>>
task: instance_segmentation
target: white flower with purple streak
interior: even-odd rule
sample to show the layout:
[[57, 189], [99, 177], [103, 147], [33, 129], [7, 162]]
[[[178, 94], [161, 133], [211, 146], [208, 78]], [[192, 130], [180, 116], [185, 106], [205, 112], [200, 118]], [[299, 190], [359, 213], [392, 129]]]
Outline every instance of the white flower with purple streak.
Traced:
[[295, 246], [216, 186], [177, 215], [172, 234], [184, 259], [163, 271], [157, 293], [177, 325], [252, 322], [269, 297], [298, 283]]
<<
» **Direction**
Copy the data above line for line, with no changes.

» **Written response**
task: instance_segmentation
target: white flower with purple streak
interior: even-odd rule
sample to show the layout:
[[57, 189], [99, 177], [103, 147], [33, 129], [7, 162]]
[[[178, 94], [161, 133], [211, 146], [208, 78]], [[192, 130], [180, 116], [185, 106], [205, 112], [200, 118]], [[299, 190], [359, 213], [392, 129]]]
Outline every instance of the white flower with purple streak.
Traced:
[[295, 246], [216, 186], [177, 215], [172, 234], [184, 259], [163, 271], [157, 293], [177, 325], [252, 322], [269, 297], [298, 283]]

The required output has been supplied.